English actress Carey Mulligan made her stage debut in the Kevin Elyot play Forty Winks (2004) at the Royal Court Theatre. The following year she made her television debut in the BBC One series Bleak House (2005), an adaptation of Charles Dickens' novel of the same name. She expanded to films with a supporting role in the Joe Wright-directed period romance Pride and Prejudice (2005), an adaptation of Jane Austen's novel of the same name. She then came to prominence playing an English schoolgirl in the coming of age film An Education (2009), for which she was nominated for an Academy Award for Best Actress.

Mulligan continued to garner praise for such films as the dystopian drama Never Let Me Go (2010), the action film Drive (2011), the psychological drama Shame (2011), the dark musical Inside Llewyn Davis (2013), the romantic drama Far from the Madding Crowd (2015), the historical drama Mudbound (2017), the coming of age film Wildlife (2018), and the biographical drama She Said (2021). She also played Daisy Buchanan in Baz Luhrman's The Great Gatsby (2013), an adaptation of F. Scott Fitzgerald's novel of the same name, which ranks as her highest-grossing release. She received further Academy Award nominations for Best Actress for playing a vengeful woman in the dark comedy Promising Young Woman (2020) and Felicia Montealegre in the biographical drama Maestro (2023).

On stage, she played Nina in the revival of Anton Chekov's The Seagull both on the West End in 2007 and on Broadway in 2008. For her role in the revival of the David Hare play Skylight she received a nomination for the Tony Award for Best Actress in a Play. She has also acted off Broadway in the Ingmar Bergman adaptation Through a Glass Darkly (2011) and the solo show Girls & Boys (2018).

______________________________

● Instruction 1: Quote the passage of the Carey Mulligan text starting at "English actress Carey" and ending at "for Best Actress.", word for word.

______________________________

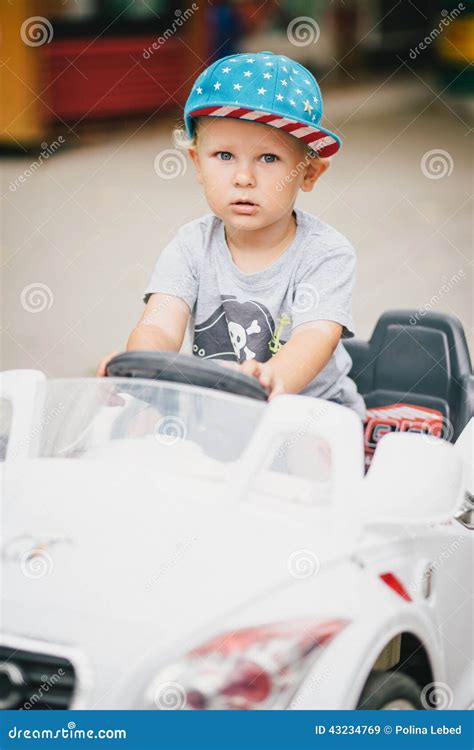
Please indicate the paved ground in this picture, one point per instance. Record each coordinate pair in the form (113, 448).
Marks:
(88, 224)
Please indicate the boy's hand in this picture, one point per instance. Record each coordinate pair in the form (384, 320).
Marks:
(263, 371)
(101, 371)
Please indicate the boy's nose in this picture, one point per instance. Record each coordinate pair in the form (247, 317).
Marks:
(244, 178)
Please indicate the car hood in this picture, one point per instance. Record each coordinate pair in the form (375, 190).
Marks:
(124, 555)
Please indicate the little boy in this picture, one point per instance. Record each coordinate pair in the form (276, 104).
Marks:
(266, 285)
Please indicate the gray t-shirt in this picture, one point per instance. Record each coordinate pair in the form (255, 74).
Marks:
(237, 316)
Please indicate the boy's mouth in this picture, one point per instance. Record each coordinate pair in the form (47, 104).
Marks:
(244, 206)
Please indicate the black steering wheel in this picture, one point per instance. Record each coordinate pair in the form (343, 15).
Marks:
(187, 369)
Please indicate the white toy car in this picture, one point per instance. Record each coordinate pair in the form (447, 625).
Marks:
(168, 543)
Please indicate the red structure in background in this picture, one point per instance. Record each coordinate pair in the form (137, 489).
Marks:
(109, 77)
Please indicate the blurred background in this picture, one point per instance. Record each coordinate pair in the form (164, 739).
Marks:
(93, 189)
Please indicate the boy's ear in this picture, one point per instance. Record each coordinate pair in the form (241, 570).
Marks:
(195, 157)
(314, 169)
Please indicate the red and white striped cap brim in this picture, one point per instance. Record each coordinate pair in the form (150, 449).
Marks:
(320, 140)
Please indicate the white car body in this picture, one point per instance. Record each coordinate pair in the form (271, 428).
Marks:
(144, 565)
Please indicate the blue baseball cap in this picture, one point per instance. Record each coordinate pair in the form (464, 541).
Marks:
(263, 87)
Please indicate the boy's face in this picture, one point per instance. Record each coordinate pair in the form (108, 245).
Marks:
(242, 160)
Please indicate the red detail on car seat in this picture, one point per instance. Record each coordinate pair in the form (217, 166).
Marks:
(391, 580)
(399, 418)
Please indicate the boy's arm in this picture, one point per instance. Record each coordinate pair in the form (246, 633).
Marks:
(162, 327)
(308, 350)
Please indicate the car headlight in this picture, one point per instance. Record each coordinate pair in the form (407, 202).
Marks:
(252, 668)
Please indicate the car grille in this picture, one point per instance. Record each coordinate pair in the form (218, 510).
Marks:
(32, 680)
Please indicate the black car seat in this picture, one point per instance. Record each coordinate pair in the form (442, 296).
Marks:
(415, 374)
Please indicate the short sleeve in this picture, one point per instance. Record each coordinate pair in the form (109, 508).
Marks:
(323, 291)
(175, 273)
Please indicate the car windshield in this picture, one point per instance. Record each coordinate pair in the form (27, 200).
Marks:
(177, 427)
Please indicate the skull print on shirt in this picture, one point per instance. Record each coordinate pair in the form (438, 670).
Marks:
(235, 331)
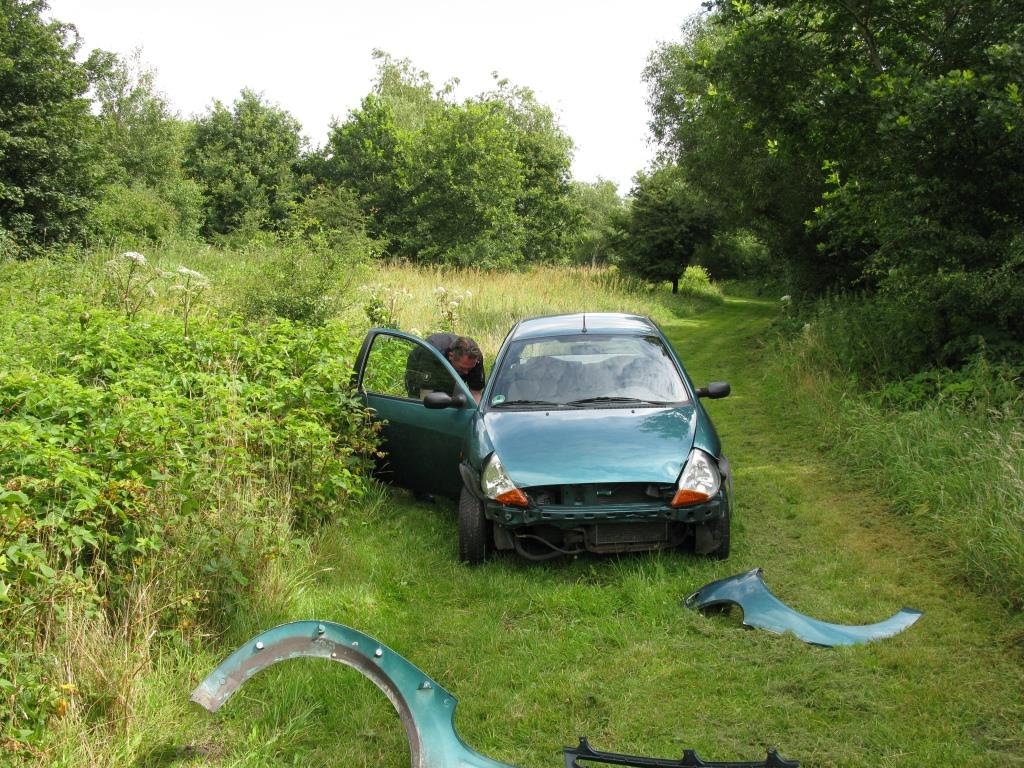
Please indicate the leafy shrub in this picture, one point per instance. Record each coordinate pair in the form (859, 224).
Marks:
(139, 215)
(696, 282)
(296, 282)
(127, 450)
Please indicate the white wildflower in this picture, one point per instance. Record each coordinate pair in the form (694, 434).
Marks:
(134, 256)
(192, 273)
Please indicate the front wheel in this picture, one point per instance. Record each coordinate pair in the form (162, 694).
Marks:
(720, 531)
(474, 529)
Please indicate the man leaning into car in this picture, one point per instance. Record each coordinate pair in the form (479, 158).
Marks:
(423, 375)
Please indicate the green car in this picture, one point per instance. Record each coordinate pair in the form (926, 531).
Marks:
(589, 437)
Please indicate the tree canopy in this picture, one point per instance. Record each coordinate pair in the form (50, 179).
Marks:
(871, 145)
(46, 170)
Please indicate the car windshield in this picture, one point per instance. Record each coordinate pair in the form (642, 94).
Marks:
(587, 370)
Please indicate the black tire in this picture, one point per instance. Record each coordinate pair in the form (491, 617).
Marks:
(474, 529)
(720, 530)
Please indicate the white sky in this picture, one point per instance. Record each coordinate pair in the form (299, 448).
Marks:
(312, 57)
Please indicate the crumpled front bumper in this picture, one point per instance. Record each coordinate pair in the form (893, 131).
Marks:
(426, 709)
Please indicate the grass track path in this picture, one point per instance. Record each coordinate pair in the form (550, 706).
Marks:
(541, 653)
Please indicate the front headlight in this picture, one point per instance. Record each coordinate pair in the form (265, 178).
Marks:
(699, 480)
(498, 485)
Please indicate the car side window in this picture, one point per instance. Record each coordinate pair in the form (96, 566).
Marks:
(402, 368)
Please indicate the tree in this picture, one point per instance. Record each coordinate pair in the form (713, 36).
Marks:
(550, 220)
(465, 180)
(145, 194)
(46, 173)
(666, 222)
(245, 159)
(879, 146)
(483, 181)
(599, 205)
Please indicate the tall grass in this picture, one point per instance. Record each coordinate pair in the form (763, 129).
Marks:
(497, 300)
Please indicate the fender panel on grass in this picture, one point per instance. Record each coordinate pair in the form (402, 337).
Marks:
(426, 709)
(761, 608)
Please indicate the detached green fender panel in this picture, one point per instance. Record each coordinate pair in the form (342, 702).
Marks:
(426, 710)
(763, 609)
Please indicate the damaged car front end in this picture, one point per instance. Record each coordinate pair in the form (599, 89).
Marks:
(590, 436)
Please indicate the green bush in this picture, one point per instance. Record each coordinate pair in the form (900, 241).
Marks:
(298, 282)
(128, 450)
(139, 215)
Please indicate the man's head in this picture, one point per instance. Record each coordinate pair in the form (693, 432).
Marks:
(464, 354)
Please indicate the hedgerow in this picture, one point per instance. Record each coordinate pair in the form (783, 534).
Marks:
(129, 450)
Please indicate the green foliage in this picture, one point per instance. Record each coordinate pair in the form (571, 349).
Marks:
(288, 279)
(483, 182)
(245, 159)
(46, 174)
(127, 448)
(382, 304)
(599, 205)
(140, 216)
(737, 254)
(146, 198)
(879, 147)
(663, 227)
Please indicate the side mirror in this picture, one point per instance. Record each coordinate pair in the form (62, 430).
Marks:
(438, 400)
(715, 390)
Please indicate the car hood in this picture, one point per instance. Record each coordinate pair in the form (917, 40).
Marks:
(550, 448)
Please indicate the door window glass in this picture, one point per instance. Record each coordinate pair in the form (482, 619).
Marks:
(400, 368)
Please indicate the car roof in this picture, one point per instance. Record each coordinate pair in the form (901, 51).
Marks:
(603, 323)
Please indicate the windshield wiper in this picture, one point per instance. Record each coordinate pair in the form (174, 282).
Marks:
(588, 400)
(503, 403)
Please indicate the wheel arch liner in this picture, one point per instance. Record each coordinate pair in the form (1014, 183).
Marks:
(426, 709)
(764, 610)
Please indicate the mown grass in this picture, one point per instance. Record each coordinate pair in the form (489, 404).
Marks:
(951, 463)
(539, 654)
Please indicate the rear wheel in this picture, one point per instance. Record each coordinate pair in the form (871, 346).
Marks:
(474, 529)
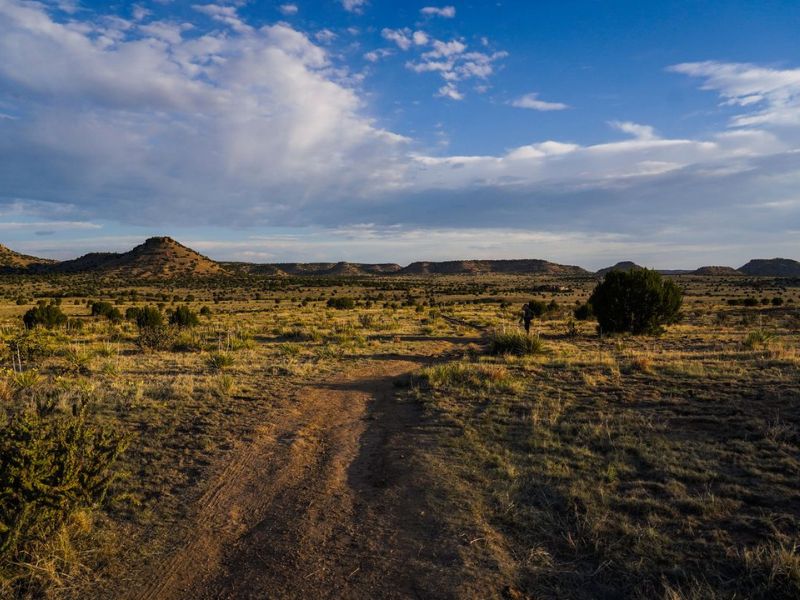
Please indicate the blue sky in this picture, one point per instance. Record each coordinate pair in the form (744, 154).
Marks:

______________________________

● Instruction 2: In how many lines of the records does the string "fender" appear, matching case? Give only the number.

● Complete answer 1:
English actress Carey Mulligan made her stage debut in the Kevin Elyot play Forty Winks (2004) at the Royal Court Theatre. The following year she made her television debut in the BBC One series Bleak House (2005), an adaptation of Charles Dickens' novel of the same name. She expanded to films with a supporting role in the Joe Wright-directed period romance Pride and Prejudice (2005), an adaptation of Jane Austen's novel of the same name. She then came to prominence playing an English schoolgirl in the coming of age film An Education (2009), for which she was nominated for an Academy Award for Best Actress.

● Complete answer 2: 2